— BEGIN THE INPUT —

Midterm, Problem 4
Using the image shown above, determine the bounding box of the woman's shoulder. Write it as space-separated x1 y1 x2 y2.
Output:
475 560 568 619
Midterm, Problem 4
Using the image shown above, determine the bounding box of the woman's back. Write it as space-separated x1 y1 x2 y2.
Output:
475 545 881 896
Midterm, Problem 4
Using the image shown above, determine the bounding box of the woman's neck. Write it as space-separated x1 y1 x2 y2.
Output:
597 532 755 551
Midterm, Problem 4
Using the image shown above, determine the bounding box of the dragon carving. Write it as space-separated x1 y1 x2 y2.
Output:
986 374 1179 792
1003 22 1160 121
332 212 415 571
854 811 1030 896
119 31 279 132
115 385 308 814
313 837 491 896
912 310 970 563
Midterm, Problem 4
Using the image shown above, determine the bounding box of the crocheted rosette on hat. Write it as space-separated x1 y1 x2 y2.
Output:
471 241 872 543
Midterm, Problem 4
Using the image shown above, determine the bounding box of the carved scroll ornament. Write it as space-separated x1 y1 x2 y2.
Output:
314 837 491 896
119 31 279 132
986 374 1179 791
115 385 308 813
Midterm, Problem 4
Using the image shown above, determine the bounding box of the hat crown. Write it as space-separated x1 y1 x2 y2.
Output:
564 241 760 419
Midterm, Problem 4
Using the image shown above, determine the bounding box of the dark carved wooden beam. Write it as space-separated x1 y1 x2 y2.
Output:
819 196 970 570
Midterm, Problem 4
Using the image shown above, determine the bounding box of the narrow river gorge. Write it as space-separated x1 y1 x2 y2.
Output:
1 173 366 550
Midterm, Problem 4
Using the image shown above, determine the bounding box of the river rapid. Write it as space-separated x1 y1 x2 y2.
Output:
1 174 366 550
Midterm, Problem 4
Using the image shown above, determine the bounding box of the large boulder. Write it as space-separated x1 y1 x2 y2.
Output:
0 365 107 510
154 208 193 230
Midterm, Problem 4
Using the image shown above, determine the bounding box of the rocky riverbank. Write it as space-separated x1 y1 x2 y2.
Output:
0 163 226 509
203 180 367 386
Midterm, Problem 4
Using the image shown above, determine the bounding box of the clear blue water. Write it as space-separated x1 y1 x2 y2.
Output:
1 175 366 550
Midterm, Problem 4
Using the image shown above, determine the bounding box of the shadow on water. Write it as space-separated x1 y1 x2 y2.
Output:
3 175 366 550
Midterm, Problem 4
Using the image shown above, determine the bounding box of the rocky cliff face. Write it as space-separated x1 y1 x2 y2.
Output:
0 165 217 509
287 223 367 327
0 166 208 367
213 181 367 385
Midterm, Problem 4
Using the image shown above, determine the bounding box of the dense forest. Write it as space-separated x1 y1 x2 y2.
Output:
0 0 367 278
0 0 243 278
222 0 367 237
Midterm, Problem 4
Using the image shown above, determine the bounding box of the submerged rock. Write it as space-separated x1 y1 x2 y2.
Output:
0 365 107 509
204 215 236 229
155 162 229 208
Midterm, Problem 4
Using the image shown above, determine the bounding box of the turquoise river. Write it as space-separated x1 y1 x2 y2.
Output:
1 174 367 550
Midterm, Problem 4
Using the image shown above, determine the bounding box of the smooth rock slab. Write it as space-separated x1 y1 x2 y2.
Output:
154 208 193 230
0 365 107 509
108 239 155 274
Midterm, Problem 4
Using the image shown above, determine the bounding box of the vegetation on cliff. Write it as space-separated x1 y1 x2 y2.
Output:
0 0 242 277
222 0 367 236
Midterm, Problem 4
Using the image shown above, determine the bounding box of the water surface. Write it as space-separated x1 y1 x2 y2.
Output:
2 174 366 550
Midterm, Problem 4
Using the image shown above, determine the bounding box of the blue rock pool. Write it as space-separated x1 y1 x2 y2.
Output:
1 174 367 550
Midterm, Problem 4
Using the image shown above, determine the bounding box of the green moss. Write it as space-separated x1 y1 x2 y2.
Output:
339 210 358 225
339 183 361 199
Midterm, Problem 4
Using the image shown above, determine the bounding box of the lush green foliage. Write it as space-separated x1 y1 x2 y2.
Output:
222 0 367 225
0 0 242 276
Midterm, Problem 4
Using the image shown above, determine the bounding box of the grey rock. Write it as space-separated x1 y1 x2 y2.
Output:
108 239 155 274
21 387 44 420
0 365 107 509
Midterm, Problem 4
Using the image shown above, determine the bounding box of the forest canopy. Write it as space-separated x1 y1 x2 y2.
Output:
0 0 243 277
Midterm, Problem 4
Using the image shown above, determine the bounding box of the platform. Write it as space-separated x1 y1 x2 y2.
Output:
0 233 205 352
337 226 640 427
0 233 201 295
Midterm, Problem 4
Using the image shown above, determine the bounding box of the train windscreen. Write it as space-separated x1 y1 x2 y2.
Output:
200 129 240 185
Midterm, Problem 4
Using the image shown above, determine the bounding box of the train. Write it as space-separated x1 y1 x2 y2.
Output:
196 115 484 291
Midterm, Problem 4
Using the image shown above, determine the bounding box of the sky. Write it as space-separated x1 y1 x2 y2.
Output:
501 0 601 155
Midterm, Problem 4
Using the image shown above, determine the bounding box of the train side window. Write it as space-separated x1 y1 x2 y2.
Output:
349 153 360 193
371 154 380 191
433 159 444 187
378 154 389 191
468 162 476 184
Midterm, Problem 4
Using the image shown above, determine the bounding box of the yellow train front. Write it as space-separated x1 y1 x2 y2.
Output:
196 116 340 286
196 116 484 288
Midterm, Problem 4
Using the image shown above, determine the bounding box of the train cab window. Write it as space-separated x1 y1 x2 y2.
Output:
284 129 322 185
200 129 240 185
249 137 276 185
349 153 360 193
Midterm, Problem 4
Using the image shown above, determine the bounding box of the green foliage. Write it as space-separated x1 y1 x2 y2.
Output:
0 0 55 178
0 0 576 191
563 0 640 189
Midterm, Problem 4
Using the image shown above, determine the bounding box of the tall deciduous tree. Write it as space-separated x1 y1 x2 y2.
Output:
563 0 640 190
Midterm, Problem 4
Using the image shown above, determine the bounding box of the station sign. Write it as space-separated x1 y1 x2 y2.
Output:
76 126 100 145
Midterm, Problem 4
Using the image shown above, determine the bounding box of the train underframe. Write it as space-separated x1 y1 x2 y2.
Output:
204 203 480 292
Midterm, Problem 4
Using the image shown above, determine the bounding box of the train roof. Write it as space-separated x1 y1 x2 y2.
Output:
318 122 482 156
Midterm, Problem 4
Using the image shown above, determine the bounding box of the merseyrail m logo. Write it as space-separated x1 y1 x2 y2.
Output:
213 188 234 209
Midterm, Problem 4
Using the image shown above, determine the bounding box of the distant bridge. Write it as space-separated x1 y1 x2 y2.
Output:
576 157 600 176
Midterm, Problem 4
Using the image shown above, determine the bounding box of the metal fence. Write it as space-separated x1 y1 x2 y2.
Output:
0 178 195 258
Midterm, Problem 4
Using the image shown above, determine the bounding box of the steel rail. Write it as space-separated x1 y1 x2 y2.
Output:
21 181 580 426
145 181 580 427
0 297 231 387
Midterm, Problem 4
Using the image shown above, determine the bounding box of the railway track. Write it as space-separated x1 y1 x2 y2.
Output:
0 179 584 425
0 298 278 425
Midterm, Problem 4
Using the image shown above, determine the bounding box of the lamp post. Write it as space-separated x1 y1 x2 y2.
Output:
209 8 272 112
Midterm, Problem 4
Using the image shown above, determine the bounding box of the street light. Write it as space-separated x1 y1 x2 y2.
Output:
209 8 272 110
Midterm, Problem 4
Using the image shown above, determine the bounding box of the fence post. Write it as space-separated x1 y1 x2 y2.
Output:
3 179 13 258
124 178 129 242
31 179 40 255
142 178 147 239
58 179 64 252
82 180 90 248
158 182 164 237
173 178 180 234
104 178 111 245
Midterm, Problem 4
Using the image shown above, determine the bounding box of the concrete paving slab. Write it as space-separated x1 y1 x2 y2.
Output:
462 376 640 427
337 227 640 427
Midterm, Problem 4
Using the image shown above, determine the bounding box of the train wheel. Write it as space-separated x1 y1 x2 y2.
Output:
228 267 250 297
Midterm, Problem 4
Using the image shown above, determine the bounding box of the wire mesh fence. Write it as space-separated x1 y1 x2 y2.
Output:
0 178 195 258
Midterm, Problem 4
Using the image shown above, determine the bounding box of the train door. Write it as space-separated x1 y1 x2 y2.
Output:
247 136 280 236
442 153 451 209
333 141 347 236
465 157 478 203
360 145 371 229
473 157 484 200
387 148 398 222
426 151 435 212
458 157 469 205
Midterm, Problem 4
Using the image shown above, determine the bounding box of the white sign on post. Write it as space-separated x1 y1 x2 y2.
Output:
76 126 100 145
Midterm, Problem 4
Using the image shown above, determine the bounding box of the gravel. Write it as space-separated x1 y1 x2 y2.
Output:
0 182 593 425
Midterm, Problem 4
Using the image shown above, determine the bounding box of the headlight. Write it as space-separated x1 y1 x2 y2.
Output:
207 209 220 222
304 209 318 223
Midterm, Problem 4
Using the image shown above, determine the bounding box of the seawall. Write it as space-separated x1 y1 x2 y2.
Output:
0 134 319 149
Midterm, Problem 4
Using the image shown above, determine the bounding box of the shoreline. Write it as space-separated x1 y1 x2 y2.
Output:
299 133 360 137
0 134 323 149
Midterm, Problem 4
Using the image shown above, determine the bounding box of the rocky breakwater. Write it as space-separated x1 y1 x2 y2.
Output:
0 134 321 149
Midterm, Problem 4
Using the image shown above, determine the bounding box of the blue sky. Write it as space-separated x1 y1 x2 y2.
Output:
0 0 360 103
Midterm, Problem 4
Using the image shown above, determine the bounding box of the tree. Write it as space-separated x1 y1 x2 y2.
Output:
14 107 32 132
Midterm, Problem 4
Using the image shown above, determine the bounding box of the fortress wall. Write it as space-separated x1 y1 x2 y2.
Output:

— END THE INPUT —

• **EXERCISE DESCRIPTION**
Put the rows from the start through the line containing "1 174 366 550" into a numbered list, including both ends and leaving out blank lines.

• **IN RESPONSE**
1. Midterm, Problem 4
2. Using the image shown above, determine the bounding box of the woman's shoulder. Write it as space-separated x1 y1 x2 y2.
3. Output:
4. 475 560 568 619
5. Midterm, Problem 4
6. Using the image shown above, determine the bounding box of the woman's back. Write it as space-separated x1 y1 x2 y2.
7. Output:
8. 475 545 881 896
9. Midterm, Problem 4
10. Using the image shown above, determine the bounding box of the woman's neck. Write it as space-separated x1 y1 x2 y2.
11. Output:
12. 597 532 755 551
13. Midterm, Problem 4
14. Using the image shown above, determine the bounding box of the dragon carving. Write it as space-separated x1 y1 x2 y2.
15. Output:
16. 986 374 1179 792
17. 1003 22 1160 121
18. 332 212 415 571
19. 854 811 1030 896
20. 119 31 279 132
21. 115 385 308 814
22. 313 837 491 896
23. 912 310 970 563
24. Midterm, Problem 4
25. Using the image shown above, determine the bounding box of the crocheted rosette on hat. Write it as space-separated x1 y1 x2 y2.
26. Output:
27. 471 241 872 543
28. Midterm, Problem 4
29. Using the image shown above, determine the bounding box of the carved scroll ornament. Write it as space-separated x1 y1 x2 y2.
30. Output:
31. 314 837 491 896
32. 119 31 279 132
33. 986 374 1179 791
34. 115 385 308 813
35. Midterm, Problem 4
36. Using the image shown above, determine the bounding box of the hat crown. Write it as space-separated x1 y1 x2 y2.
37. Output:
38. 564 241 760 419
39. Midterm, Problem 4
40. Using the image shown above, determine the bounding box of the dark carved wooden beam. Write it as space-separated x1 y1 x2 y2.
41. Output:
42. 819 196 970 570
43. Midterm, Problem 4
44. Using the image shown above, determine the bounding box of the narrow river gorge. Write it as space-separated x1 y1 x2 y2.
45. Output:
46. 1 173 366 550
47. Midterm, Problem 4
48. Using the image shown above, determine the bounding box of the river rapid. Write it as space-separated x1 y1 x2 y2.
49. Output:
50. 1 174 366 550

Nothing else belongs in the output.